Pull out each of the rows below and reproduce every line word for word, changing nothing.

— START Records for the task —

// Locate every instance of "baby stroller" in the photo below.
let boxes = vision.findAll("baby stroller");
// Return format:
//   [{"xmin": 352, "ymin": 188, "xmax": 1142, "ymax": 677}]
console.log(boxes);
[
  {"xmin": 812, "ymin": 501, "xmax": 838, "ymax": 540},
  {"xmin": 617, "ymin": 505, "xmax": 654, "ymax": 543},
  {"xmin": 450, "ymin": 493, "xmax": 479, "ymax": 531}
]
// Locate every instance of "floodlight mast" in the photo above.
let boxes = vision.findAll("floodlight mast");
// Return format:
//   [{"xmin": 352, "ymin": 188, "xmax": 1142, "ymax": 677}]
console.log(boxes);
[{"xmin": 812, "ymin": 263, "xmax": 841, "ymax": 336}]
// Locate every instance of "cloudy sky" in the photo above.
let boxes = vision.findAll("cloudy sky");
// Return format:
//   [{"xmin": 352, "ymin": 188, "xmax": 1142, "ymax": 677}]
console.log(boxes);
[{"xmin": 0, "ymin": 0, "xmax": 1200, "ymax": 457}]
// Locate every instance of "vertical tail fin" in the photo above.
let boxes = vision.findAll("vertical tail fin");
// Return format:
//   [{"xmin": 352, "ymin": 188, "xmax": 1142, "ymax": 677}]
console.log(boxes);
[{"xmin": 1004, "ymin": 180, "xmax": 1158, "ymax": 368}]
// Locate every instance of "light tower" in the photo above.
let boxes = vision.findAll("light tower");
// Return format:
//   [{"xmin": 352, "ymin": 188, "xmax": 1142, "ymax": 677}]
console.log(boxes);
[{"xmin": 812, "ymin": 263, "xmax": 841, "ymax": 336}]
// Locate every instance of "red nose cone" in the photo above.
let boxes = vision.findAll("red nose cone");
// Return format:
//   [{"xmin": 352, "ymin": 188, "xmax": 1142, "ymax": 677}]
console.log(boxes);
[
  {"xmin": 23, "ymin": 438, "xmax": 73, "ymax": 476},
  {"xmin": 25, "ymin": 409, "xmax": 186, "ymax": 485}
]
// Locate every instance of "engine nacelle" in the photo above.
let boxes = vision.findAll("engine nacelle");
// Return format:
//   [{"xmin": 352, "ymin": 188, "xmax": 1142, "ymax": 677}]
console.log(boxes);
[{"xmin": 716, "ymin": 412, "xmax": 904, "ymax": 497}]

— END Records for the task —

[Output]:
// Locate every instance of "baby stroller" in the photo below.
let boxes = vision.findAll("baby stroller");
// Return format:
//   [{"xmin": 352, "ymin": 188, "xmax": 1142, "ymax": 677}]
console.log(boxes);
[
  {"xmin": 812, "ymin": 501, "xmax": 838, "ymax": 540},
  {"xmin": 617, "ymin": 505, "xmax": 654, "ymax": 543},
  {"xmin": 450, "ymin": 493, "xmax": 479, "ymax": 531}
]
// Locate every instance of "floodlight mast" in the photo above.
let boxes = vision.findAll("floodlight mast");
// Return format:
//   [{"xmin": 352, "ymin": 188, "xmax": 1142, "ymax": 677}]
console.log(boxes);
[{"xmin": 812, "ymin": 263, "xmax": 841, "ymax": 336}]
// Locate every instance of "cloudy sky" in the photo above.
let boxes = vision.findAll("cloudy sky");
// Return format:
//   [{"xmin": 352, "ymin": 188, "xmax": 1142, "ymax": 677}]
console.log(boxes);
[{"xmin": 0, "ymin": 0, "xmax": 1200, "ymax": 457}]
// Locate every instance of "vertical tail fin" in the photo above.
let boxes = vision.findAll("vertical tail fin");
// Return format:
//   [{"xmin": 352, "ymin": 188, "xmax": 1142, "ymax": 677}]
console.log(boxes);
[{"xmin": 1004, "ymin": 180, "xmax": 1158, "ymax": 368}]
// Locate every instance of "light tower" in the photo above.
let boxes = vision.findAll("light tower");
// Return format:
//   [{"xmin": 352, "ymin": 188, "xmax": 1142, "ymax": 677}]
console.log(boxes);
[{"xmin": 812, "ymin": 263, "xmax": 841, "ymax": 336}]
// Locate every instance of "red nose cone" in the photo above.
let boxes = vision.findAll("red nose cone");
// Return format:
//   [{"xmin": 352, "ymin": 188, "xmax": 1142, "ymax": 677}]
console.log(boxes);
[
  {"xmin": 23, "ymin": 438, "xmax": 73, "ymax": 476},
  {"xmin": 25, "ymin": 409, "xmax": 186, "ymax": 485}
]
// Locate every instance of "engine nacelle" in the photo above.
let boxes = vision.findAll("engine nacelle");
// Return format:
//   [{"xmin": 352, "ymin": 188, "xmax": 1142, "ymax": 677}]
console.log(boxes);
[{"xmin": 716, "ymin": 412, "xmax": 904, "ymax": 497}]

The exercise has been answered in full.